Exercise description
Which lines below contain the string "diver"? Show each of them in full, treating uppercase and lowercase as different.
Start of Data for processing
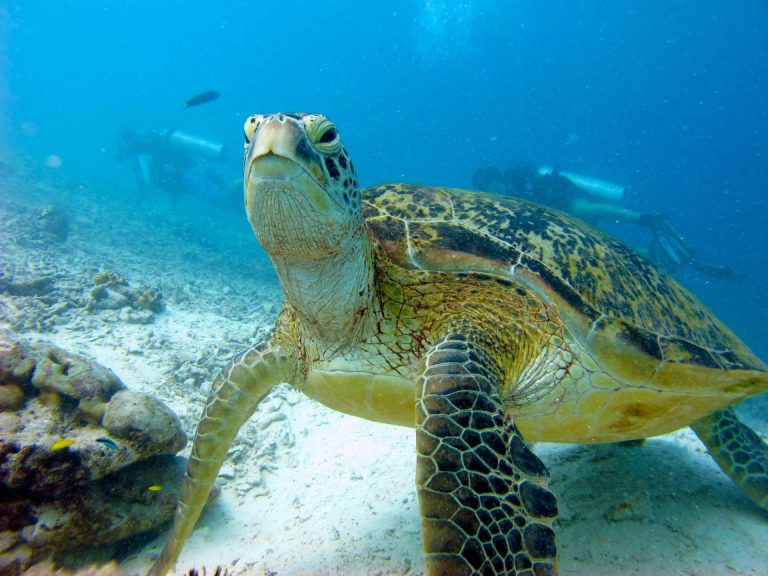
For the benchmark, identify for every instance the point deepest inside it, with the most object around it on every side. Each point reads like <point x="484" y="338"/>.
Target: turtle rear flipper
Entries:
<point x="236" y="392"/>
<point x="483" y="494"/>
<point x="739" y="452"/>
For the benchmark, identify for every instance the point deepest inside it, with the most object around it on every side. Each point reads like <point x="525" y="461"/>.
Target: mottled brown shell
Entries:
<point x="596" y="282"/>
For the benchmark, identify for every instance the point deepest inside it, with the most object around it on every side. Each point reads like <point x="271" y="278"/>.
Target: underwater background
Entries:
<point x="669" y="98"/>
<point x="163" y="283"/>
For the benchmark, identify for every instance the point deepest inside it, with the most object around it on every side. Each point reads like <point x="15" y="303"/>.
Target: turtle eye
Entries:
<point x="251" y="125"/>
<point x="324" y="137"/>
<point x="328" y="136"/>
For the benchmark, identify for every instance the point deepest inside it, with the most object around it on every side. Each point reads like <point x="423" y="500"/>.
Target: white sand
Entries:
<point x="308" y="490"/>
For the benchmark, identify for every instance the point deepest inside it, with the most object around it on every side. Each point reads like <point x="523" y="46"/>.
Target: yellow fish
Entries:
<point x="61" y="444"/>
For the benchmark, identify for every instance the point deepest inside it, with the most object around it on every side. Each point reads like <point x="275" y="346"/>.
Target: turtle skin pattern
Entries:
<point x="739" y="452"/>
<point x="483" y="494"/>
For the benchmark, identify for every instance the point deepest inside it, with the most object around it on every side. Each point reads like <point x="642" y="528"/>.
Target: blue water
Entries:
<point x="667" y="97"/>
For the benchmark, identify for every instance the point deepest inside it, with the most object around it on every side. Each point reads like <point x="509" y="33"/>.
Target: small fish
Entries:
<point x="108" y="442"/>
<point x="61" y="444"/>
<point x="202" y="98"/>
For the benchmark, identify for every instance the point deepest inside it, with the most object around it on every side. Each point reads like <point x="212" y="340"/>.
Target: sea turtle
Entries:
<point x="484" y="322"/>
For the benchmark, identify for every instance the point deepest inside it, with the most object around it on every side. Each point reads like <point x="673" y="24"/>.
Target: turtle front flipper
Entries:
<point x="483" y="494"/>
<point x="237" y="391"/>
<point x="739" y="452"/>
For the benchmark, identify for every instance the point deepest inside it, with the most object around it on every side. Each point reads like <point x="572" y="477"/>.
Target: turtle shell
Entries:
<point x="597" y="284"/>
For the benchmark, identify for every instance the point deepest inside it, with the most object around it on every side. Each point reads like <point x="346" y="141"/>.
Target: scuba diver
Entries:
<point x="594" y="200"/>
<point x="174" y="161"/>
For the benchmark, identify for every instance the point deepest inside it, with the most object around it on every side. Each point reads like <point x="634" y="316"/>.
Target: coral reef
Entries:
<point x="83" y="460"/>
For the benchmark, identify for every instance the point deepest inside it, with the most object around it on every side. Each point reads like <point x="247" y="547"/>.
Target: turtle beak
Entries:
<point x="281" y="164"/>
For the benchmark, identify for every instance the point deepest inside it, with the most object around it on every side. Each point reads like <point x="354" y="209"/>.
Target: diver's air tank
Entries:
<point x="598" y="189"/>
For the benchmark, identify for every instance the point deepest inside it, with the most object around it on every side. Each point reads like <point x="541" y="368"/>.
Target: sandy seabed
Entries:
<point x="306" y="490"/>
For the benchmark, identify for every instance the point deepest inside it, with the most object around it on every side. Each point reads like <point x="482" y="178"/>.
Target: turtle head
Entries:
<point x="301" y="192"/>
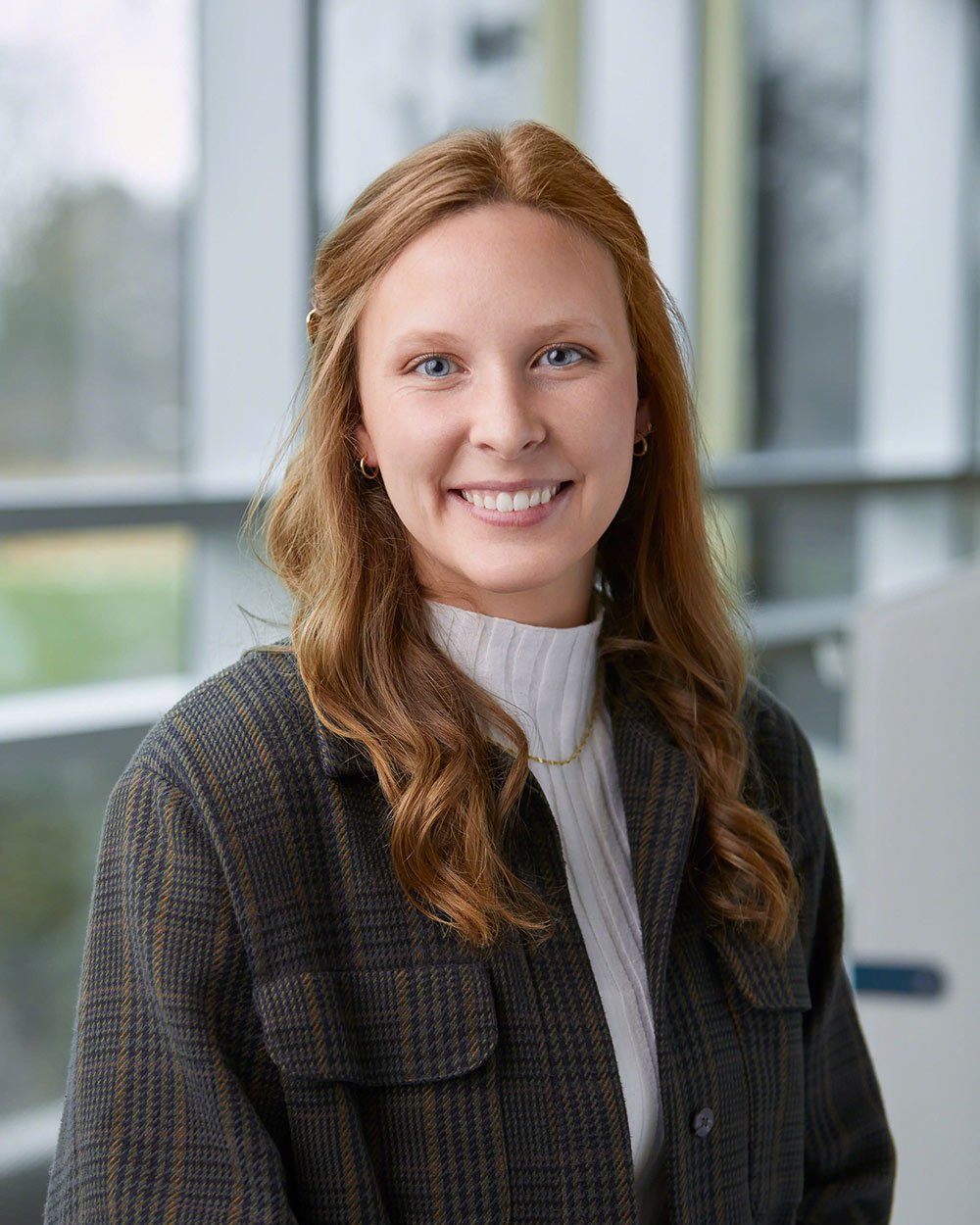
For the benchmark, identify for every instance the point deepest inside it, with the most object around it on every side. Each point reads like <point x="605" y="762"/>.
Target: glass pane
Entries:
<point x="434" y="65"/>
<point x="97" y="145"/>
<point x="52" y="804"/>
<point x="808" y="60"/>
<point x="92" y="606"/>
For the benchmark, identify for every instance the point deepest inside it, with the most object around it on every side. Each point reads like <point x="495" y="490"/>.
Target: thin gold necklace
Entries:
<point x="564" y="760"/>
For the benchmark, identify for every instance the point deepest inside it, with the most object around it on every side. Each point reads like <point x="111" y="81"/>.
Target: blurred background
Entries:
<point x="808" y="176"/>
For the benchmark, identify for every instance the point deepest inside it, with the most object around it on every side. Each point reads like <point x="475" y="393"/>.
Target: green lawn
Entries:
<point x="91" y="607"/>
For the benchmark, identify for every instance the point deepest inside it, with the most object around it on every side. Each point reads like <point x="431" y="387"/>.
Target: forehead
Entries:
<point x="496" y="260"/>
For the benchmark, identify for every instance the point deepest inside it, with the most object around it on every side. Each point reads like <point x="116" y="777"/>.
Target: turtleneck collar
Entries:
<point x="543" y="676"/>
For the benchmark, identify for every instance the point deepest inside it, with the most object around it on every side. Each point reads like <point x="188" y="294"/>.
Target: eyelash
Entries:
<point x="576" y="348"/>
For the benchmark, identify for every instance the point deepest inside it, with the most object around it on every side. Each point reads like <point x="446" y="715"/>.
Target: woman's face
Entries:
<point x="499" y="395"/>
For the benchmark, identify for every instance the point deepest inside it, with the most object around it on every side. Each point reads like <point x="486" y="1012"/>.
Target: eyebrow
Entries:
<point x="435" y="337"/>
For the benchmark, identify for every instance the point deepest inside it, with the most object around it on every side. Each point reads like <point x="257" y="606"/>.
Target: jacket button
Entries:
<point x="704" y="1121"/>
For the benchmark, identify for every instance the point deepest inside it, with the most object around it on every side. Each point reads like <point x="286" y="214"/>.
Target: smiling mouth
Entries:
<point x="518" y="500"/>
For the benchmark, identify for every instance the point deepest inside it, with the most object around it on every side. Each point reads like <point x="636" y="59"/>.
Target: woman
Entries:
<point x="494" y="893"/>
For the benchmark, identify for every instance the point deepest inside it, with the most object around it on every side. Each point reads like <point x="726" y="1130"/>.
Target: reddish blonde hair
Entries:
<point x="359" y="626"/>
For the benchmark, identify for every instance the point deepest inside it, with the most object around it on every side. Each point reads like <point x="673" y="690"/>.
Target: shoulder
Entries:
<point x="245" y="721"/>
End of Data for processing
Start of Data for processing
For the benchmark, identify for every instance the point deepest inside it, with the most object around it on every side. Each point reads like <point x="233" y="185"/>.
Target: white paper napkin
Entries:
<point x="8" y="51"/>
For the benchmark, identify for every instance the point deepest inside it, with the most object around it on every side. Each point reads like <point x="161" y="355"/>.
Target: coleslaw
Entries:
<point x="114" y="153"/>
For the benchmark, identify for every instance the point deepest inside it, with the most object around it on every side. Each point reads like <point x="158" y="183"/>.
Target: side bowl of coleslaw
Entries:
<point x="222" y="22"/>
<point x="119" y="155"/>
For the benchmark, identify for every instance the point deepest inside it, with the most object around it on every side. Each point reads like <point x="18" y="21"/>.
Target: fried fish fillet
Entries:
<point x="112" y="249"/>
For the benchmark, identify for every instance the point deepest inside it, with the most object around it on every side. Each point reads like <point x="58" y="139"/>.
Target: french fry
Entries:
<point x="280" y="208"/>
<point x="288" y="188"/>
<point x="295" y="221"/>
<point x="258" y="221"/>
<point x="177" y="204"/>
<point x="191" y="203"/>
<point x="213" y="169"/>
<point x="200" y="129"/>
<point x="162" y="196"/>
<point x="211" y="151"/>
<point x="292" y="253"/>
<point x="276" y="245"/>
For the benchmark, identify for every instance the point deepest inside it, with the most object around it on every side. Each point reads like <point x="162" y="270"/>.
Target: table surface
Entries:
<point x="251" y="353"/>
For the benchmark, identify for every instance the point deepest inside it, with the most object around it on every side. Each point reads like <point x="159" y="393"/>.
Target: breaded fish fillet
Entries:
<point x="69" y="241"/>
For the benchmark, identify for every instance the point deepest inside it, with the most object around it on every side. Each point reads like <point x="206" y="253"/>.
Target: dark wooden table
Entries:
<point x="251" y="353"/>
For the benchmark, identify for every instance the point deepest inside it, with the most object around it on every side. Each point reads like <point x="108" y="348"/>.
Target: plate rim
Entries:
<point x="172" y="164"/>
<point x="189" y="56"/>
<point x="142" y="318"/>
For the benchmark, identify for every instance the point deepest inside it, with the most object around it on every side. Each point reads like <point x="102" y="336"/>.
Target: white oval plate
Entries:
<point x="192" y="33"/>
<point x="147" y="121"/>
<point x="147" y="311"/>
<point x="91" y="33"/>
End of Data for processing
Finished task
Target: scuba diver
Target: diver's air tank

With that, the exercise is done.